**ÉNONCÉ 1**
Reprenez les enregistrements du début jusqu'à la ligne contenant « [383,2,450,299] » incluse, consignes comprises, en décalant de +9 chaque nombre des coordonnées de cadres données dans les réponses.

Il est cinq heures du matin et je fais le point sur ma vie. Ce n’est pas indispensable mais me viennent à l’esprit et dans le désordre tout un tas d’idées saugrenues. Il faut que je finisse de repeindre en blanc la cuisine, il faut aussi que je finisse la vaisselle, il ne faut pas que je fasse de cette maison une tanière de célibataire à cause des enfants qui y viennent encore en attendant le jugement. J’ai perdu une famille, mais pas encore les petits.
Il est six heures du matin et je me lève sans enthousiasme.

(Enregistrements d'une collection d'étiquetage)
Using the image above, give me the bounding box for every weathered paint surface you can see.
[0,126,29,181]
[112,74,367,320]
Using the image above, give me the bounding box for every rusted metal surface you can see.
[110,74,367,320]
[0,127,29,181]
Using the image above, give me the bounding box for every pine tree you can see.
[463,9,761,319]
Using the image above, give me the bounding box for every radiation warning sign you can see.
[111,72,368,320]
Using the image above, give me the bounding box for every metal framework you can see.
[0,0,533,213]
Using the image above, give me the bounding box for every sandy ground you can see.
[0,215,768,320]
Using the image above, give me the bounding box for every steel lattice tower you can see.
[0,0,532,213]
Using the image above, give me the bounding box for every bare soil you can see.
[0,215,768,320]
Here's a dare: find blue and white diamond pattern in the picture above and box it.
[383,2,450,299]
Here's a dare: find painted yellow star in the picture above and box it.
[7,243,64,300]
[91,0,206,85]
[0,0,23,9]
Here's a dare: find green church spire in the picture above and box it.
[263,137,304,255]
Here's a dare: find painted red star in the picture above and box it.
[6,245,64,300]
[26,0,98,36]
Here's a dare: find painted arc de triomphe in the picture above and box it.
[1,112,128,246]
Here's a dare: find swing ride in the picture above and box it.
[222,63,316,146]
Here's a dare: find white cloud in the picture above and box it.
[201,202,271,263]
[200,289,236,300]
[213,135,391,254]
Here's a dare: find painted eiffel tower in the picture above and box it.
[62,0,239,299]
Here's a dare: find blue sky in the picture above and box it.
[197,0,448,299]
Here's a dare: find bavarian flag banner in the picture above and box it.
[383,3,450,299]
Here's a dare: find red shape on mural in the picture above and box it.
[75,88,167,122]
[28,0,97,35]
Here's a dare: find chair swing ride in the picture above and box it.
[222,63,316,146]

**ÉNONCÉ 2**
Dupliquez l'extrait en entier, sans rien y changer.

**BONNE RÉPONSE 1**
Using the image above, give me the bounding box for every weathered paint surface you can see.
[9,135,38,190]
[121,83,376,329]
Using the image above, give me the bounding box for every rusted metal surface you can see.
[119,83,376,329]
[9,136,38,190]
Using the image above, give me the bounding box for every pine tree you can see.
[472,18,770,328]
Using the image above, give me the bounding box for every radiation warning sign you can see.
[120,81,377,329]
Using the image above, give me the bounding box for every metal framework you can see.
[9,9,542,222]
Using the image above, give me the bounding box for every sandy ground you can see.
[9,224,777,329]
Using the image above, give me the bounding box for every steel lattice tower you can see.
[9,9,541,222]
Using the image above, give me the bounding box for every bare soil you can see.
[9,224,777,329]
Here's a dare: find blue and white diamond pattern in the picture above and box it.
[392,11,459,308]

**BONNE RÉPONSE 2**
Il est cinq heures du matin et je fais le point sur ma vie. Ce n’est pas indispensable mais me viennent à l’esprit et dans le désordre tout un tas d’idées saugrenues. Il faut que je finisse de repeindre en blanc la cuisine, il faut aussi que je finisse la vaisselle, il ne faut pas que je fasse de cette maison une tanière de célibataire à cause des enfants qui y viennent encore en attendant le jugement. J’ai perdu une famille, mais pas encore les petits.
Il est six heures du matin et je me lève sans enthousiasme.